Article:
>>>

Most of my outdoor forays have been well road-tested and documented by others, but a multi-day kayak around the Gippsland Lakes is not such a trip. For starters, the area is huge. Australia’s largest inland waterways system is fed by four rivers and sprawls across more than 400 square kilometres in a tempting maze of wiggly lines, long slender arms, islands and ocean-like expanses up to 18km across. There are countless possible routes that could keep a paddler busy for weeks, 360 degrees of variable wind directions to accommodate for, and the question of what speed can be achieved in such conditions. I’m not sure whether to be excited or intimidated by it. I’ve nutted out a route that ticks off some of the highlights but whether we’ll achieve it or not is another matter.

Gippsland Recreation Outdoor (usually busy with school groups) was willing to rent us a couple of boats, share some local knowledge and transport us to and from our start and end points. “Are you experienced?” director Matt Renshaw had asked during our lengthy pre-paddle chats. “Oh…yeah? Reasonably competent,” I’d replied with what was a totally subjective quantification. I’d tackled 4-day paddles around Lake Jindabyne before (sticking to its perimeter), a jaunt up the Noosa River (mostly sheltered) and four days of white-water kayaking (grade 1 and 2 rapids). My buddy Carola had done several guided, multi-day sea kayaking trips. We had some idea.

Patagonia founder Yvon Chouinard once said, “When everything goes wrong, that’s when the adventure starts”. Our adventure starts on day one.

<<<

Stated problem: Continue the account of kayaking the Gippsland Lakes, picking up after its last sentence. The data records play no part in this exercise.

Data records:
>>>

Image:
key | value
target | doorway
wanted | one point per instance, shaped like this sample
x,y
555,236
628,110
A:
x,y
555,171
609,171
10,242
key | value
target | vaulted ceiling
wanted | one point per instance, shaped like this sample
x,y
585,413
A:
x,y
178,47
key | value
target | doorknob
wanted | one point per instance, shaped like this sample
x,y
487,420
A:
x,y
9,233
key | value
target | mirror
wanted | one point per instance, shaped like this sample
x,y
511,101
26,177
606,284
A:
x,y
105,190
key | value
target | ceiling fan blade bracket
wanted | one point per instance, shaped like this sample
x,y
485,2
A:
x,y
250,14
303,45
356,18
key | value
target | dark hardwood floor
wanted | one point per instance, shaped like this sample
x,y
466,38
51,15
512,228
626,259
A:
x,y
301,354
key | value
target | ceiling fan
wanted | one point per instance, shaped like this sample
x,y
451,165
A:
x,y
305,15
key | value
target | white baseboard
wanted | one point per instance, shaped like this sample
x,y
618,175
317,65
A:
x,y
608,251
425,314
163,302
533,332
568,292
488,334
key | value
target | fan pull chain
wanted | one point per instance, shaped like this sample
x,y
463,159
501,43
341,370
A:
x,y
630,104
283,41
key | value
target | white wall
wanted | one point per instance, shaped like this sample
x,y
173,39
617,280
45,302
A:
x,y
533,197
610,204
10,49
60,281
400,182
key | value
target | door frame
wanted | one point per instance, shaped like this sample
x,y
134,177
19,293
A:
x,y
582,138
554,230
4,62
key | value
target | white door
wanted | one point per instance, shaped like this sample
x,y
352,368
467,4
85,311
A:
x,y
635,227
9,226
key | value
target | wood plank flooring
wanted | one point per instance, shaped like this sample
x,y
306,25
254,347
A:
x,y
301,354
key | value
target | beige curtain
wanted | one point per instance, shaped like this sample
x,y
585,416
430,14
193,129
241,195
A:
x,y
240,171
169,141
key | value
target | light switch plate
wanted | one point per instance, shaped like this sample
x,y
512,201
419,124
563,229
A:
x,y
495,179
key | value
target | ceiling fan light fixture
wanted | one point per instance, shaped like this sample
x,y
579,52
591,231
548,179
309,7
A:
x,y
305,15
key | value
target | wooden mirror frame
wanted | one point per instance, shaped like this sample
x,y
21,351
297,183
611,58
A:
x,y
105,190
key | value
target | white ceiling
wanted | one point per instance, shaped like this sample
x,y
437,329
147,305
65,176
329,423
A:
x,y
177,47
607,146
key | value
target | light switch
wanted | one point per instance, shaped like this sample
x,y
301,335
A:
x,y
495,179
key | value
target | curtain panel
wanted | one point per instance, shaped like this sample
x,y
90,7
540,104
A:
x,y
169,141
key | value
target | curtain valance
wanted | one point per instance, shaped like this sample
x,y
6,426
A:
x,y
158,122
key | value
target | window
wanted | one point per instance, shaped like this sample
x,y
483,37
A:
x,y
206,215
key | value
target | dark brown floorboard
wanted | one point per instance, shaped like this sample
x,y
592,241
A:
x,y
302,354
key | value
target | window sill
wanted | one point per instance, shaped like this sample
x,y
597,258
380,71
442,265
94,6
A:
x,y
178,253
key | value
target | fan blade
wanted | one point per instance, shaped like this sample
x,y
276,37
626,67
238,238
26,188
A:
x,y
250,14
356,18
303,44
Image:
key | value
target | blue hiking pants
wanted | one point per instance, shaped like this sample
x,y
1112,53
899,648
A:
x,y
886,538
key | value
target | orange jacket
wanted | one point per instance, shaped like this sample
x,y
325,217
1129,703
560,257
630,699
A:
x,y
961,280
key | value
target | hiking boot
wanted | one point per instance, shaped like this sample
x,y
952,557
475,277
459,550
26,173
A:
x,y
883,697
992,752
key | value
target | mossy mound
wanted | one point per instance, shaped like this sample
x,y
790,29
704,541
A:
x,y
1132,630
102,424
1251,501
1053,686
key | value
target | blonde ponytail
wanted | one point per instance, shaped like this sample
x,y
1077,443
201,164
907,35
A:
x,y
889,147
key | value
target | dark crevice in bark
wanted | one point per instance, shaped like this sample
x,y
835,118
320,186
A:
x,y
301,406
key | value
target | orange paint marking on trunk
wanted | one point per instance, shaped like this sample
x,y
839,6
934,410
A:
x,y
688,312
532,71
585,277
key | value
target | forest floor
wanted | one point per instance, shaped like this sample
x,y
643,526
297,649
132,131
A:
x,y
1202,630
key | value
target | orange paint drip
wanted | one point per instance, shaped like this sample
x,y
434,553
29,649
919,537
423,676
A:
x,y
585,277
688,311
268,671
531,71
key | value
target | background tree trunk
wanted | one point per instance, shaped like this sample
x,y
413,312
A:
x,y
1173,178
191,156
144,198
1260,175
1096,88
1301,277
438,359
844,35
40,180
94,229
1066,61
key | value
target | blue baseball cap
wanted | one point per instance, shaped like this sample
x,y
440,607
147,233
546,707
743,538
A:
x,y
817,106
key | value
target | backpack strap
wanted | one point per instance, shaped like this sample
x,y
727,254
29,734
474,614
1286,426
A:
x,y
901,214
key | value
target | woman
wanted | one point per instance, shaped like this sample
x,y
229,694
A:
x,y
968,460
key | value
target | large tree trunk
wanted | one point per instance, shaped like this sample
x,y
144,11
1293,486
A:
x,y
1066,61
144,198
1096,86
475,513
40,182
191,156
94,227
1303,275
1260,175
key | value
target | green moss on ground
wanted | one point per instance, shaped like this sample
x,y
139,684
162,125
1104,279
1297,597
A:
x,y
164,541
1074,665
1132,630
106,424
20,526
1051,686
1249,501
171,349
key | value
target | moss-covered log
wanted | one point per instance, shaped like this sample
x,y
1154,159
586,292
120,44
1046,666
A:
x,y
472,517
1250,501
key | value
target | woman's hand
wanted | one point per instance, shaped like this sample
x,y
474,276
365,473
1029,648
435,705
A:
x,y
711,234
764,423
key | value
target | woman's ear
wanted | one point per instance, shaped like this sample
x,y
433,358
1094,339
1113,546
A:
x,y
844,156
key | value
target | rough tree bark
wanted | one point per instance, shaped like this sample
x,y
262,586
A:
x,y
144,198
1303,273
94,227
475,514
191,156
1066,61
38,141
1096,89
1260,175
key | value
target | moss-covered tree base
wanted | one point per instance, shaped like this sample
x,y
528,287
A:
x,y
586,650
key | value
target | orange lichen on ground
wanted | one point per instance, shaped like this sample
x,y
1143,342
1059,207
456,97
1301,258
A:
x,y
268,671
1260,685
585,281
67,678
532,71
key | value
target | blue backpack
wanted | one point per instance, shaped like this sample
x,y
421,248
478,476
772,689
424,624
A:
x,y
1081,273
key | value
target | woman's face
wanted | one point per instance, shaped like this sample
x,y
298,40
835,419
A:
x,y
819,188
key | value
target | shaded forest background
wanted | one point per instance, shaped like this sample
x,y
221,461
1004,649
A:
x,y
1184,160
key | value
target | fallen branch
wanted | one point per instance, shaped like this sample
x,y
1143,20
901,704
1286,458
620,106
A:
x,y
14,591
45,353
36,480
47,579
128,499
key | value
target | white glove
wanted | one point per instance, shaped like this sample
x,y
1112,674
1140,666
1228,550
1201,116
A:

<<<

Result of this exercise:
A furry welcome

After driving the three hours from Melbourne, we set out after lunch with a three-hour paddle to Raymond Island. A bit of surface chop and a modest headwind keeps us busy, but we’re pumped to be out, excitedly pointing at little silver fish flitting across the surface and black swans flying in formation overhead.

Connected to Paynesville on the mainland by a five-minute ferry, Raymond Island is koala Heaven. In the face of declining populations, 32 were brought here in 1953 and now the population has risen to around 280 (roughly one for every two humans living here). Looping 1.7km through the manna gums, The Koala Walk virtually guarantees a showing and we’re not 50 metres along it when I spot our first fluffball, high up in a tree. “Ooh, look!” Then another. And another. In twenty minutes we see seven koalas, draped asleep over branches or lazily gazing down at us. One baby looks like a stuffed toy. 

Camping is not officially allowed on Raymond Island, so we’ve booked waterfront accommodation at its northern end, but with daylight dwindling and the headwind persisting, reaching it safely before sunset is now questionable. Reluctantly – and with our safety foremost in mind – I make the phone call to cancel our one night of comfort and develop a new plan – stealth camping at Paddlers Cove. 

We wait until darkness to set up which is when I discover the batteries in my head torch have gone completely flat. And I’ve neglected to pack my sleeping bag liner and inflatable pillow. By the time I’ve gone ten rounds with the wind, yanking at my tent while I struggle to get the pegs in, I’m drained.


But a new day is a new day, right? I knew it was going to be a big one when I planned it, but it was kind of unavoidable, involving a 5km crossing of Lake King to reach the mouth of the Silt Jetties, from where we’d paddle up the Mitchell River to camp. 

From water level, five kilometres is about the limit of sight but I figure if we head roughly north we’ll eventually get a visual on our target. “Just follow the needle,” I say flippantly, patting the compass strapped to Carola’s deck.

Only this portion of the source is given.